# Generator natural gas conversion long term reliability?



## ajnuzzi (12 mo ago)

I just recently converted my durostar ds12000eh dual fuel generator to tri fuel and run on natural gas. It fires right up cold on natural gas and I'm very happy with how it came out besides having to cut my air box (rather than cut the frame). My question is for anyone who has had a natural gas conversion set up for a few years. I'm used dealing with gasoline in small engines and have a good feel for how long stabilized gas can set, how often to run it, winterizing, etc. My concern is if my generator sits for 6 months is there going to be an issue firing back up on natural gas? I doubt it will that long unused anyway, I typically fire it up at least every other month but if it were to sit with no fuel in it or in the carb would I see an issue starting it up again? Once again more curious about this regarding the natural gas, I am wondering if over time if the regulator will need to be retuned etc.


----------



## Browse Deweb (Jan 16, 2021)

I don't think there is any concern with natural gas not being used regularly, assuming your regulator has a primer on it.

━━━━━━━━━━━━━━━━━━━━━━━━━━━━━━

WRITTEN EXERCISE 1 >> Duplicate the part of the generator thread starting at "## Browse Deweb" and ending at "primer on it.".

━━━━━━━━━━━━━━━━━━━━━━━━━━━━━━

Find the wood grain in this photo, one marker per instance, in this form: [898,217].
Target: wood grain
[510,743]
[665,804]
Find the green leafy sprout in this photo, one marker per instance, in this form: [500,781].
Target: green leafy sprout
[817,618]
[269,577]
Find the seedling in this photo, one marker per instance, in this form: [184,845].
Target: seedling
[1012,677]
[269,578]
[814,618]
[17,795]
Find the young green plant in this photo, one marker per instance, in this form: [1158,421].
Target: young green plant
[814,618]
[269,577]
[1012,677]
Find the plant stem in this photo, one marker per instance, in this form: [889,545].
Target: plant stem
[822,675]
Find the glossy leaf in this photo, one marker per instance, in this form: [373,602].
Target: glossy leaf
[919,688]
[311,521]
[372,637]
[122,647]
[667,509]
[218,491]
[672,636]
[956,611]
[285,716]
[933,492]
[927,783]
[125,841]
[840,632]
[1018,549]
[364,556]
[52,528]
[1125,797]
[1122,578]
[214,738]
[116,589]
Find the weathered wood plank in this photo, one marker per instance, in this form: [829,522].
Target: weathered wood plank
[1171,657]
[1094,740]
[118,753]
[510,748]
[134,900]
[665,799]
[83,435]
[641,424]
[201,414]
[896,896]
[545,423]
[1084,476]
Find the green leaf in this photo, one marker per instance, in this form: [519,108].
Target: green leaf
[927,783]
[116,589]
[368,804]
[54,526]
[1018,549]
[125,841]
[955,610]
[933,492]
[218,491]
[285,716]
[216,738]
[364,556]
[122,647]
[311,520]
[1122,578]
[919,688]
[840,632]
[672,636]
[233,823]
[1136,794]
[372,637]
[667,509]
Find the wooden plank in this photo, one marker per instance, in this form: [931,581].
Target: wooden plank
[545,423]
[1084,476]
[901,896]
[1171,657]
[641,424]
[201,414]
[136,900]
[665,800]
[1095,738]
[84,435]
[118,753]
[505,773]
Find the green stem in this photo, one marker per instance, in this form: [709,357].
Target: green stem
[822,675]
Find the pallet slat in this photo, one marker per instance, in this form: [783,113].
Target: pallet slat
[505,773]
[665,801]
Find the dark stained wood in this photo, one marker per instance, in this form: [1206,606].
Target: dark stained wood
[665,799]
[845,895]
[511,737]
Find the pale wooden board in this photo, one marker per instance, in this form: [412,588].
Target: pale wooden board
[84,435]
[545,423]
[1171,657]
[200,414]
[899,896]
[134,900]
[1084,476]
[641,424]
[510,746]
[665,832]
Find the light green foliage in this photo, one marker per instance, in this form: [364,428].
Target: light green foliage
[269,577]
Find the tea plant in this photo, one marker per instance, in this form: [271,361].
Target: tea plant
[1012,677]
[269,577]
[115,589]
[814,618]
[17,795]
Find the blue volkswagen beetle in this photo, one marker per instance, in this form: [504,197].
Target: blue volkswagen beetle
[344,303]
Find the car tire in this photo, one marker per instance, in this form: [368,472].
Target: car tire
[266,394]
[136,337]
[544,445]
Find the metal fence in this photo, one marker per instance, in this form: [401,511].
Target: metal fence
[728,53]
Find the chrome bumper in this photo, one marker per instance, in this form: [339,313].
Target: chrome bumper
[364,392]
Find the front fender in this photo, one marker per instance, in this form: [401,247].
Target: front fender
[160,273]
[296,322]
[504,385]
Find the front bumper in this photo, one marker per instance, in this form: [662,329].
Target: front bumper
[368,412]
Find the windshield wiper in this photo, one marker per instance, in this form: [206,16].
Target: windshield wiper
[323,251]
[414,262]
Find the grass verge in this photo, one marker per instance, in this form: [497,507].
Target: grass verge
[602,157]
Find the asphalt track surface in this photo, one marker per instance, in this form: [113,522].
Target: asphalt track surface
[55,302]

━━━━━━━━━━━━━━━━━━━━━━━━━━━━━━

WRITTEN EXERCISE 2 >> Set down the rows starting at the line that contains "Find the asphalt" and ending at the last line of the rows, with both of those lines included.

EXERCISE OUTPUT 1 >>
## Browse Deweb (Jan 16, 2021)

I don't think there is any concern with natural gas not being used regularly, assuming your regulator has a primer on it.

EXERCISE OUTPUT 2 >>
Find the asphalt track surface in this photo, one marker per instance, in this form: [113,522].
Target: asphalt track surface
[55,302]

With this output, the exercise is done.